> **REQUIRED TASK 1**
Answer these from the screenwriting post below, one answer per line, marked like the questions:
(a) On what date was the post published?
(b) What does the writer say is missing from page 1 of the script?
(c) What kind of direction does the writer say no spec writer should ever write?
> **REQUIRED TASK 2**
According to the screenwriting post below, what are all the things professional screenwriters don't have to do?
> **REQUIRED TASK 3**
In one to three sentences, explain why the writer of the screenwriting post below focuses on format and how the screenplay looks.

> **EXCERPT TO READ**
▽

Tuesday, February 2, 2010

Don't Write this at Home Kids: Sherlock Holmes

Professional screenwriters. I hate them.

Ok, fine. I don't hate them. I don't hate them at all. But there is something I hate about them:

They get to write whatever they want.

They don't have to make sure the script is in perfect format. They don't have to follow any of the rules. They don’t even have to deal with readers for major companies. How unfair is that?

But you know what? Life's not fair. They get to do what ever they want, and if that's how it is, then tough cookies for us.


But there is a problem that can't be swept under the rug here. Novice writers look up to these professionals to figure out how they should write their scripts.

"So if the script written by a pro looks like garbage, then it's fine if mine does too right?"


Wrong.

Here's where I come in.

Kids, don't write this at home.
--
Sherlock Holmes:

First I would like to say that I have not seen this movie yet. So I will not make any judgement on the final product.

Also, I haven't really dove into any of the Arthur Conan Doyle books yet. So when it comes to the history of Sherlock Holmes, I know very little.

I will not be criticizing the structure or story telling aspects of the movie because of those reasons. I will be focusing mostly on format and how the screenplay looks. Because when a reader gets their hands on a script, the way it looks is the first thing they see. And the first reason why they can throw it out.


(If you want to read along:
http://www.raindance.co.uk/site/picture/upload/image/books/Sherlock_Holmes.pdf)

Page 1: Where's "FADE IN:"?

Page 2:
“ANGLE FROM THE RIVER: Watson stands over a GAPING SEWER
ENTRANCE in the Embankment wall.”

- This is the first of many camera directions. I’m willing to slide on this only because this wasn’t a spec script. But no spec writer should ever write camera angles. If it’s a spec, then you’re just the writer, not the director.

△

> **DATASET RECORDS**

▽

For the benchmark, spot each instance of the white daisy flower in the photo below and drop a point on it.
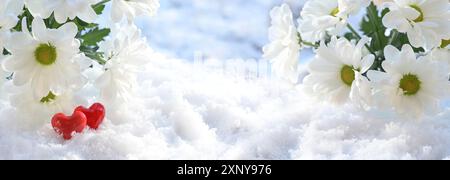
(319, 18)
(284, 48)
(63, 9)
(9, 12)
(36, 113)
(132, 8)
(425, 22)
(45, 58)
(380, 2)
(442, 55)
(336, 71)
(410, 85)
(127, 52)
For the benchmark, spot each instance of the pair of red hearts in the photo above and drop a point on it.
(81, 117)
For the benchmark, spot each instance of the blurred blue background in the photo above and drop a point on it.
(216, 28)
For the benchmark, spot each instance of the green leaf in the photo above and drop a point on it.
(372, 26)
(94, 36)
(99, 7)
(93, 53)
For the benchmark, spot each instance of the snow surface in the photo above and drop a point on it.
(217, 109)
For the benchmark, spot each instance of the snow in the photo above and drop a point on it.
(215, 109)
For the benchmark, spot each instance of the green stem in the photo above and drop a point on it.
(350, 27)
(394, 37)
(310, 44)
(373, 15)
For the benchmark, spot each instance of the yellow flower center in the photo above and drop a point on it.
(45, 54)
(334, 12)
(445, 43)
(49, 98)
(418, 9)
(410, 84)
(347, 75)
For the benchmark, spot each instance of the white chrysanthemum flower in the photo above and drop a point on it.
(34, 114)
(442, 55)
(380, 2)
(127, 52)
(319, 18)
(410, 85)
(132, 8)
(425, 22)
(9, 10)
(45, 58)
(63, 9)
(336, 71)
(284, 48)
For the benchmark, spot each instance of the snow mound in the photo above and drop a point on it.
(189, 111)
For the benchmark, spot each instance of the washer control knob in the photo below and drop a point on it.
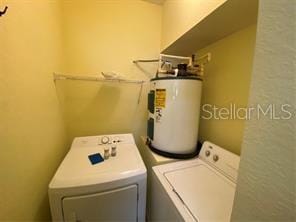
(105, 139)
(215, 158)
(106, 153)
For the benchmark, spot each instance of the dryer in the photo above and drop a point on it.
(200, 190)
(111, 190)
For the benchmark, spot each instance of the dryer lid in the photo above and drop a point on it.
(77, 170)
(207, 194)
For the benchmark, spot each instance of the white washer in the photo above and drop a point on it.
(112, 190)
(195, 190)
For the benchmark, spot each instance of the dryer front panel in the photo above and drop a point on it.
(115, 205)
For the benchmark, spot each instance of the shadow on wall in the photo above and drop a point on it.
(93, 108)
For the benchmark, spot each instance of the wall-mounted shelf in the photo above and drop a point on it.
(230, 17)
(57, 76)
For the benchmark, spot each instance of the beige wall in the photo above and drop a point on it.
(107, 36)
(179, 16)
(227, 80)
(266, 188)
(32, 136)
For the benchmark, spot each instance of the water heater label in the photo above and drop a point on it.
(160, 97)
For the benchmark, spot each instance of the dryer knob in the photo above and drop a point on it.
(105, 140)
(215, 158)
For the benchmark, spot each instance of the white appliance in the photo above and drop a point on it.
(195, 190)
(174, 109)
(112, 190)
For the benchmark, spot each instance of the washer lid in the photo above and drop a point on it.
(206, 193)
(77, 170)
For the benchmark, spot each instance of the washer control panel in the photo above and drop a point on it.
(220, 158)
(90, 141)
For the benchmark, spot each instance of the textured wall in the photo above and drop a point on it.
(266, 183)
(227, 81)
(31, 128)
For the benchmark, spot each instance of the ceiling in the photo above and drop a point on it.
(158, 2)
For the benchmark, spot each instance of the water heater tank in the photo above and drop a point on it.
(174, 110)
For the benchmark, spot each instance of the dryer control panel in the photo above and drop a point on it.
(220, 158)
(90, 141)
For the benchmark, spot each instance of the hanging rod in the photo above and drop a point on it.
(57, 76)
(145, 60)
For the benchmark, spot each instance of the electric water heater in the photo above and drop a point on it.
(174, 111)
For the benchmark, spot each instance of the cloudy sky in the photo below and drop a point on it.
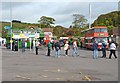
(61, 11)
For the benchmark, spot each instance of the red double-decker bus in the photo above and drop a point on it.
(97, 33)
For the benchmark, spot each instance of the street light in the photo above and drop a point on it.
(11, 26)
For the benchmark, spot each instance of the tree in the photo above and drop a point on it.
(46, 21)
(79, 21)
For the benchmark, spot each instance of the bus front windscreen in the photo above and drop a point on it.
(100, 40)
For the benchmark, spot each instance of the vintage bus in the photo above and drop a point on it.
(97, 33)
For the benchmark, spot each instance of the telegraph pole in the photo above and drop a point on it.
(11, 25)
(89, 15)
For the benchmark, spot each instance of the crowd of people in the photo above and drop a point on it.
(56, 45)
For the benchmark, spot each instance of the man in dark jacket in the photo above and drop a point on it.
(104, 49)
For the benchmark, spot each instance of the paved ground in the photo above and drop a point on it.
(18, 66)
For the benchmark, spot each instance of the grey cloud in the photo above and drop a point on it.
(7, 5)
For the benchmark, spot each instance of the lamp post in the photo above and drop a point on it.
(11, 26)
(89, 15)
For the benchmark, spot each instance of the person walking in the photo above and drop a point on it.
(36, 47)
(66, 47)
(95, 50)
(104, 49)
(75, 47)
(57, 49)
(112, 50)
(49, 48)
(23, 45)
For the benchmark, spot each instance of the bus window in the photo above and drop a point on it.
(103, 30)
(100, 40)
(97, 30)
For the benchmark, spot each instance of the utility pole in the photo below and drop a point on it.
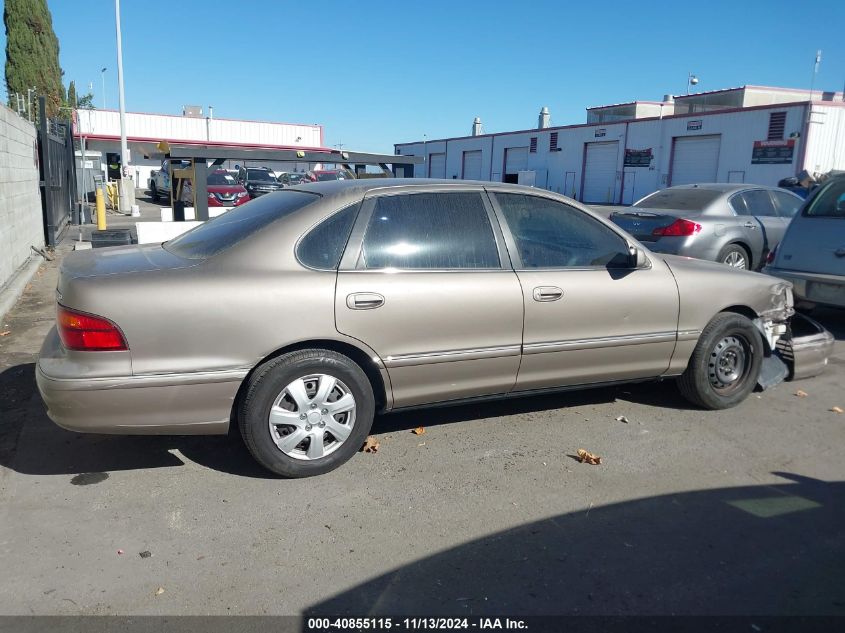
(127, 185)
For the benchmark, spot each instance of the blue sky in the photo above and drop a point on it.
(376, 73)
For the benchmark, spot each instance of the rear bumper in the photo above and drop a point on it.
(812, 287)
(159, 405)
(806, 353)
(91, 395)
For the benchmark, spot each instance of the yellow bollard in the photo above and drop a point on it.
(101, 210)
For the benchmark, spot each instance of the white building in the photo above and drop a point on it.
(101, 131)
(749, 134)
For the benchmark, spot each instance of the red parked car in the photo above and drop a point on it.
(224, 190)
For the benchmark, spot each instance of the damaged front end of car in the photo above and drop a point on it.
(797, 346)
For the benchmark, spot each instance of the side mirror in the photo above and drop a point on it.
(637, 257)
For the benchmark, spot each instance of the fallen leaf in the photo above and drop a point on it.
(586, 456)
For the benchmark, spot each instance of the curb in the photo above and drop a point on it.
(12, 291)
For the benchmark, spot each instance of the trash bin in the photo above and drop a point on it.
(111, 237)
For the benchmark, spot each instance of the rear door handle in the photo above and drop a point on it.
(547, 293)
(364, 301)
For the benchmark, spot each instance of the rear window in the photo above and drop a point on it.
(224, 231)
(682, 199)
(829, 202)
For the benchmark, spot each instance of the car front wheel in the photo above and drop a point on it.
(307, 412)
(725, 364)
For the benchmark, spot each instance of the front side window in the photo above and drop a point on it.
(786, 205)
(829, 203)
(430, 231)
(324, 245)
(550, 234)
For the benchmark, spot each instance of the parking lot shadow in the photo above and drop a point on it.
(766, 550)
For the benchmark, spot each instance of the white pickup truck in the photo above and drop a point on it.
(159, 181)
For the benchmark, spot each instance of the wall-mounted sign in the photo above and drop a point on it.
(638, 157)
(773, 152)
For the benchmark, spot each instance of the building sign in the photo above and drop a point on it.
(638, 157)
(773, 152)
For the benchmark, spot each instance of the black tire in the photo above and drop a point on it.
(271, 379)
(706, 369)
(731, 251)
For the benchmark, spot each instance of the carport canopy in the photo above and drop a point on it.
(200, 155)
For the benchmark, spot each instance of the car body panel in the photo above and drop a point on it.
(196, 328)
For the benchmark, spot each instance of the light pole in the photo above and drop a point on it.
(692, 80)
(127, 189)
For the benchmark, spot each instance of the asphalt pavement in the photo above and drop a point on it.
(487, 512)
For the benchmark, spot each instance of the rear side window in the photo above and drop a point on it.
(786, 204)
(550, 234)
(759, 203)
(224, 231)
(323, 246)
(430, 231)
(829, 203)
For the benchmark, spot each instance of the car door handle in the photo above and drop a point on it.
(547, 293)
(364, 301)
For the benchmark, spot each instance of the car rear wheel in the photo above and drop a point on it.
(735, 256)
(307, 412)
(725, 364)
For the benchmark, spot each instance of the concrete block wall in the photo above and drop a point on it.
(21, 223)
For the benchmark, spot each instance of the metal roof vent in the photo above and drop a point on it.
(545, 119)
(477, 130)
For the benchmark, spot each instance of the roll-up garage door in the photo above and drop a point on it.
(472, 166)
(437, 165)
(516, 160)
(600, 172)
(695, 159)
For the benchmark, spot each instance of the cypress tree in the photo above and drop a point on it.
(32, 53)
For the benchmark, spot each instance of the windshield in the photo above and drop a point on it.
(830, 202)
(681, 199)
(260, 174)
(221, 178)
(218, 234)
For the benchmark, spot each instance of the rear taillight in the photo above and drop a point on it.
(88, 333)
(678, 228)
(770, 258)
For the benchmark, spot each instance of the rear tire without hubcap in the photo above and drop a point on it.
(725, 365)
(307, 412)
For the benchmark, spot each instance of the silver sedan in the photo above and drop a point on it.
(735, 224)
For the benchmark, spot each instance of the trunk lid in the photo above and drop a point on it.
(641, 223)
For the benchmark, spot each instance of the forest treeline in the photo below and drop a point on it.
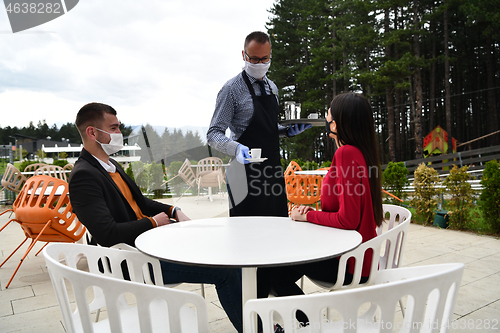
(420, 63)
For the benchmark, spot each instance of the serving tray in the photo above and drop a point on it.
(314, 122)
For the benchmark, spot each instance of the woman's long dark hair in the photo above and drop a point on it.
(355, 126)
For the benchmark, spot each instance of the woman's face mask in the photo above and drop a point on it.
(114, 145)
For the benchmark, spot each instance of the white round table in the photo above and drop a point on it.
(246, 242)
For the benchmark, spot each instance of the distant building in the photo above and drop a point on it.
(436, 142)
(125, 156)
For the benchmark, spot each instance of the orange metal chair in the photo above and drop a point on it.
(290, 176)
(13, 179)
(44, 212)
(301, 189)
(33, 167)
(53, 171)
(305, 190)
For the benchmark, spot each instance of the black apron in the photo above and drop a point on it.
(265, 183)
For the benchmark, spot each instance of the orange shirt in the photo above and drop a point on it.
(128, 195)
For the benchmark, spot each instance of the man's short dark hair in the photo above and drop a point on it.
(258, 36)
(92, 114)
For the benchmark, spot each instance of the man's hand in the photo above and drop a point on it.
(295, 129)
(242, 154)
(161, 219)
(180, 216)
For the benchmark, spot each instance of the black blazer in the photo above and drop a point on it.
(101, 206)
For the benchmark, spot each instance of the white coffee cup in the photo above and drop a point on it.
(255, 152)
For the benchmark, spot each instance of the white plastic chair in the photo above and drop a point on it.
(126, 247)
(431, 292)
(210, 173)
(388, 246)
(187, 174)
(157, 309)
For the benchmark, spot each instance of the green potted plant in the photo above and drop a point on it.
(394, 179)
(461, 199)
(489, 200)
(424, 199)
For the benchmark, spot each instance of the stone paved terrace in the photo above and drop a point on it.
(30, 304)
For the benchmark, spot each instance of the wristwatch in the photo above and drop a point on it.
(174, 211)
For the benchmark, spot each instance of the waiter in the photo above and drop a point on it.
(248, 105)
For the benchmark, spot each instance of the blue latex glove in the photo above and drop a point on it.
(242, 154)
(295, 129)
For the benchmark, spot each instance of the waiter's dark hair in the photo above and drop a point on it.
(92, 114)
(258, 36)
(355, 126)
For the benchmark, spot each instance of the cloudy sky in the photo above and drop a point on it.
(160, 62)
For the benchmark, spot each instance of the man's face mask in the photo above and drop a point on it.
(114, 145)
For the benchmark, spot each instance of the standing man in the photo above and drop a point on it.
(248, 105)
(113, 209)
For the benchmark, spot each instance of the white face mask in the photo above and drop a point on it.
(257, 70)
(114, 145)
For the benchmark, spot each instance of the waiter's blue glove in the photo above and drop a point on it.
(242, 154)
(295, 129)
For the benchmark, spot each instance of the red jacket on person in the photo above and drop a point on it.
(346, 201)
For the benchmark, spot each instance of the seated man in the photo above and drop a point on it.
(113, 209)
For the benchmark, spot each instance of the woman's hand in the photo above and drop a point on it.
(300, 213)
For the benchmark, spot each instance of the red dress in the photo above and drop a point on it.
(346, 201)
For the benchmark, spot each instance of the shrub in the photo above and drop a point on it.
(424, 199)
(462, 198)
(394, 179)
(60, 163)
(489, 200)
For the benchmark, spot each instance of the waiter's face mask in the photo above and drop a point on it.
(256, 67)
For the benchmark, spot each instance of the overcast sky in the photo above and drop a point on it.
(160, 62)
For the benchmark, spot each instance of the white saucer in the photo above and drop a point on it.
(256, 160)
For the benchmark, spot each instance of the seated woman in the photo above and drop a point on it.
(351, 197)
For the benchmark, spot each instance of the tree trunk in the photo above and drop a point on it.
(389, 100)
(447, 88)
(419, 140)
(492, 110)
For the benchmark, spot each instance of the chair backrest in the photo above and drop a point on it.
(289, 175)
(53, 171)
(430, 293)
(208, 164)
(69, 166)
(45, 199)
(388, 246)
(13, 179)
(186, 173)
(158, 309)
(33, 167)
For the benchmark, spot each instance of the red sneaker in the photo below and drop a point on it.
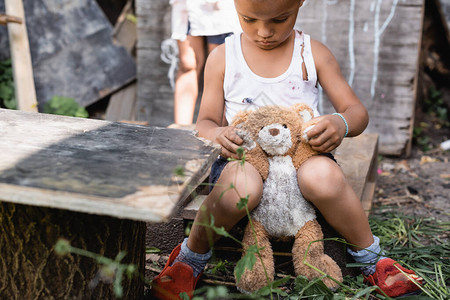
(174, 280)
(389, 267)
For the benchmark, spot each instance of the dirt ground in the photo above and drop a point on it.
(418, 185)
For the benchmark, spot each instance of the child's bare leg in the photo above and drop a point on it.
(323, 183)
(192, 58)
(222, 201)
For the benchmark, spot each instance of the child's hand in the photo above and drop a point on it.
(229, 140)
(327, 134)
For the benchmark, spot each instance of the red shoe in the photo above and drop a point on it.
(174, 280)
(388, 267)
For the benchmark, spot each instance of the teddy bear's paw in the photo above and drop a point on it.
(333, 271)
(253, 280)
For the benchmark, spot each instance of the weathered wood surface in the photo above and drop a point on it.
(377, 45)
(98, 167)
(25, 92)
(72, 51)
(31, 269)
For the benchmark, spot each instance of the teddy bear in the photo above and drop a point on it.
(275, 143)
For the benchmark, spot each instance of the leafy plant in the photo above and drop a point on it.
(110, 270)
(59, 105)
(7, 94)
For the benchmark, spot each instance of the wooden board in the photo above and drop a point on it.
(377, 45)
(155, 96)
(98, 167)
(72, 51)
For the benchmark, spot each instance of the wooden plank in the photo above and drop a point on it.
(122, 104)
(377, 46)
(99, 167)
(25, 92)
(73, 52)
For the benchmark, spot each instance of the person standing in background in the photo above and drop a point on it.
(198, 26)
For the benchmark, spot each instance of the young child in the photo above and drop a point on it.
(271, 63)
(194, 24)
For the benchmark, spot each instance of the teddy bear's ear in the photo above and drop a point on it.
(240, 117)
(304, 111)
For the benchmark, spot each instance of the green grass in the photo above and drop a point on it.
(417, 243)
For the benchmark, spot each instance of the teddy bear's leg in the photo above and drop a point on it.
(253, 280)
(312, 231)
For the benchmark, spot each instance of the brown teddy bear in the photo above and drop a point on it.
(274, 140)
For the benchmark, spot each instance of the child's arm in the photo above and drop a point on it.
(328, 133)
(210, 117)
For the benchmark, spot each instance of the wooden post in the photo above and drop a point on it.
(21, 58)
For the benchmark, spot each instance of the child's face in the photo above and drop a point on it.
(267, 23)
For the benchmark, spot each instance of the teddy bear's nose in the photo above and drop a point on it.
(274, 131)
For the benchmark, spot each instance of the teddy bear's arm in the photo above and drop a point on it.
(257, 158)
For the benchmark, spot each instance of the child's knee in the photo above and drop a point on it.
(320, 179)
(239, 183)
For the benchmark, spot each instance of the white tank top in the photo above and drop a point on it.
(244, 90)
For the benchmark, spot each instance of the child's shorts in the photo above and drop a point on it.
(220, 163)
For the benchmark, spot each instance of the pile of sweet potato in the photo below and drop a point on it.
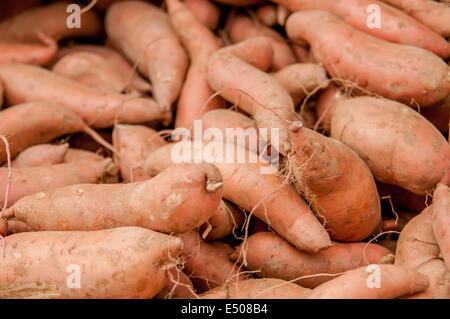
(351, 97)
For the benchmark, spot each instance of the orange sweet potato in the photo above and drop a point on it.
(276, 258)
(153, 37)
(395, 71)
(201, 43)
(326, 172)
(167, 203)
(127, 262)
(396, 26)
(24, 83)
(39, 155)
(385, 134)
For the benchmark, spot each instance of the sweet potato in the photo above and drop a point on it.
(326, 172)
(201, 43)
(205, 11)
(121, 65)
(224, 222)
(396, 26)
(178, 286)
(398, 72)
(44, 122)
(51, 20)
(266, 288)
(207, 265)
(127, 262)
(395, 281)
(39, 155)
(441, 220)
(275, 202)
(135, 143)
(418, 250)
(29, 53)
(76, 155)
(92, 70)
(302, 79)
(276, 258)
(24, 83)
(434, 15)
(167, 203)
(240, 28)
(267, 14)
(30, 180)
(384, 134)
(222, 120)
(254, 91)
(153, 38)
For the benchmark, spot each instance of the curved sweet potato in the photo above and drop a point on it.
(29, 53)
(301, 79)
(240, 28)
(384, 134)
(326, 172)
(276, 258)
(30, 180)
(275, 202)
(253, 90)
(396, 26)
(395, 71)
(51, 20)
(135, 143)
(24, 83)
(153, 38)
(167, 203)
(127, 262)
(39, 155)
(207, 264)
(395, 281)
(434, 15)
(201, 43)
(266, 288)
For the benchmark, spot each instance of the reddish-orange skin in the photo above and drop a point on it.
(127, 262)
(201, 44)
(135, 143)
(396, 26)
(276, 258)
(395, 281)
(267, 14)
(384, 134)
(265, 288)
(275, 202)
(434, 15)
(29, 53)
(205, 11)
(51, 20)
(154, 46)
(24, 83)
(167, 203)
(241, 28)
(441, 220)
(207, 265)
(121, 65)
(326, 172)
(44, 122)
(30, 180)
(39, 155)
(417, 249)
(398, 72)
(301, 79)
(265, 99)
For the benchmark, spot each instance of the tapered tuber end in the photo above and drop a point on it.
(296, 126)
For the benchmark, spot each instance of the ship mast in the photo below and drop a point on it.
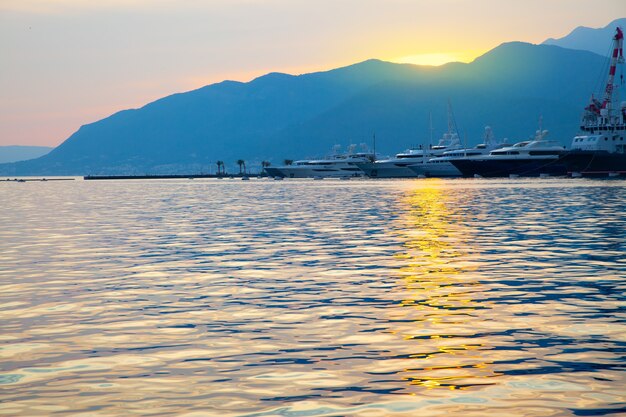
(617, 57)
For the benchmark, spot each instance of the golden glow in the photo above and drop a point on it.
(436, 59)
(439, 302)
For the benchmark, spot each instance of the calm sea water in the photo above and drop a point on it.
(313, 298)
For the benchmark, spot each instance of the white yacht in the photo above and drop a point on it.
(441, 165)
(536, 157)
(337, 165)
(398, 167)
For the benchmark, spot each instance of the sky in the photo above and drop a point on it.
(66, 63)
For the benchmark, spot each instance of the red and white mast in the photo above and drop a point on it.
(617, 57)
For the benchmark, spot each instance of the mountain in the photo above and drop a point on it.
(281, 116)
(588, 39)
(22, 153)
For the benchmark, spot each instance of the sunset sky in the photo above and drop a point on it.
(65, 63)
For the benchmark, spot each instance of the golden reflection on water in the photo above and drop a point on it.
(303, 298)
(442, 295)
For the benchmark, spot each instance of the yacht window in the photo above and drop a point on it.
(543, 153)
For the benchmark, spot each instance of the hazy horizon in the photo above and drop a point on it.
(71, 62)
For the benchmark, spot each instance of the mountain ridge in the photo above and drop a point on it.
(279, 115)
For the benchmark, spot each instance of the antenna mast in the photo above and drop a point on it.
(617, 57)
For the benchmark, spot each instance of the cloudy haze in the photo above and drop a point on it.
(70, 62)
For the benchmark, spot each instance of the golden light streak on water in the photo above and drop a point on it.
(312, 298)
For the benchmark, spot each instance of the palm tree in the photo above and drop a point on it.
(241, 163)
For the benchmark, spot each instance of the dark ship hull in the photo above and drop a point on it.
(490, 168)
(589, 163)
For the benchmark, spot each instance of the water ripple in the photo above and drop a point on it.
(303, 298)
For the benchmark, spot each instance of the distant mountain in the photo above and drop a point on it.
(281, 116)
(22, 153)
(589, 39)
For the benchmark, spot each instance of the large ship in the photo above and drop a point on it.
(531, 158)
(336, 165)
(599, 150)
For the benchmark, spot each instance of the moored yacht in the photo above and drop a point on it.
(398, 167)
(336, 165)
(600, 149)
(442, 167)
(531, 158)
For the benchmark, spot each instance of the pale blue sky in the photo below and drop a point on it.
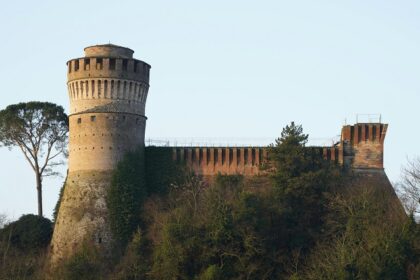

△

> **RIGHT ANSWER 1**
(a) Tuesday, February 2, 2010
(b) "FADE IN:"
(c) Camera angles

> **RIGHT ANSWER 2**
- Make sure the script is in perfect format
- Follow any of the rules
- Deal with readers for major companies

> **RIGHT ANSWER 3**
The writer hasn't seen the movie or read the Arthur Conan Doyle books, so they won't criticize structure or storytelling. They focus on format because how a script looks is the first thing a reader sees. It is also the first reason a reader can throw the script out.